# Dovetail Drawer Bottom?



## Maveric777 (Dec 23, 2009)

Ok… I know this sounds like a dumb question, but I been racking my head for weeks over this dilemma. I am attempting hand cut dovetails in my latest project for the small drawers. I am confused as to how to hide the dado on the back of the box using a through dovetail. I am going to use a half blind for the front so that is no issue. Just that dern back is kicking my butt.

I am thinking on the back panel of the drawer I should leave a key (I don't know a technical term) that will slide into the side of the drawers dado to fill it. Is this right? I been looking at countless pictures and can't see a good example as to how it is done.

I know there are countless ways to skin a cat. I just want to figure out the tried and true way to do it….lol

Thanks for any heads up….


----------



## FlWoodRat (Sep 12, 2007)

*Dan,*

*Rule #1*.. Don't worry about it. The rear DT's/dado can not be seen unless you remove the drawer.
Cut your drawer bottom dado in the sides and front piece such that the dado is fully within the pin/tail. You don't want overlap.

*Rule #2*... you are using full through DT's for the back to side joint. After you cut the dado for your sides and front pieces, raise your dado blade enough to fully cut through the back piece. Now, when you make your bottom for the drawer, you can slide it into the frame from the back. Cut a small screw slot centered in the rear edge of the drawer bottom. Use a small screw to support the rear edge of the bottom to the back of the drawer. That way the bottom can expand and contract with changes in humidity and it wont hurt your drawers. FYI, if you are using ply wood, it's not an issue. If you are using solid woods, make sure the grain runs side to side, not front to back. Front to back grain will cause most of the wood movement to be to the sides which could be come a significant issue.

● DATA SHOWN:
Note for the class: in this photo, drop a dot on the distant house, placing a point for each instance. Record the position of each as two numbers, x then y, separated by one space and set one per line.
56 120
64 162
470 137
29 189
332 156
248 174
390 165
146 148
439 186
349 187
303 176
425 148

● WHAT THE TASK REQUIRES: Continue the forum thread on dovetailed drawer bottoms, picking up after its final sentence. None of the items are needed here.

● ANSWER FOR THIS EXERCISE:
----------



## BertFlores58 (May 26, 2010)

When I do dado for the bottom board, I normally route exactly to the board by using a tounge and groove bit. I pre-assembled the drawer and route it. In assembly, you will never see even the groove because the dado is exactly fitted with the bottom board. For the front panel, I normally adjust the height of the bit depending on the recess of the side to the bottom of the front. If you use a straight bit for dado, be careful not to cut through the end of the back and sides. In your case, using a table saw for dado.. then you need to plug those cuts on the end…with a square shape dowels .. no other way. Hope this will help.


----------



## jsdnnoanybtr (Jan 10, 2010)

Nope not a dumb question. I asked that very question a few years ago. It seemed to me "Traditional" drawer making was a bit obsessed with replaceable bottoms or nailed or glued on bottoms for small drawers. I suppose for big old honkin drawers with thin bottoms a person might, maybe, probably not, want to replace a bottom every now and again.

I couldn't see myself ever needing to replace drawer bottoms on my stuff so this is what I did. Doesn't really answer your question. This drawer is made with only hand tools. Yah I don't make money from this kind of work. Just furniture for me.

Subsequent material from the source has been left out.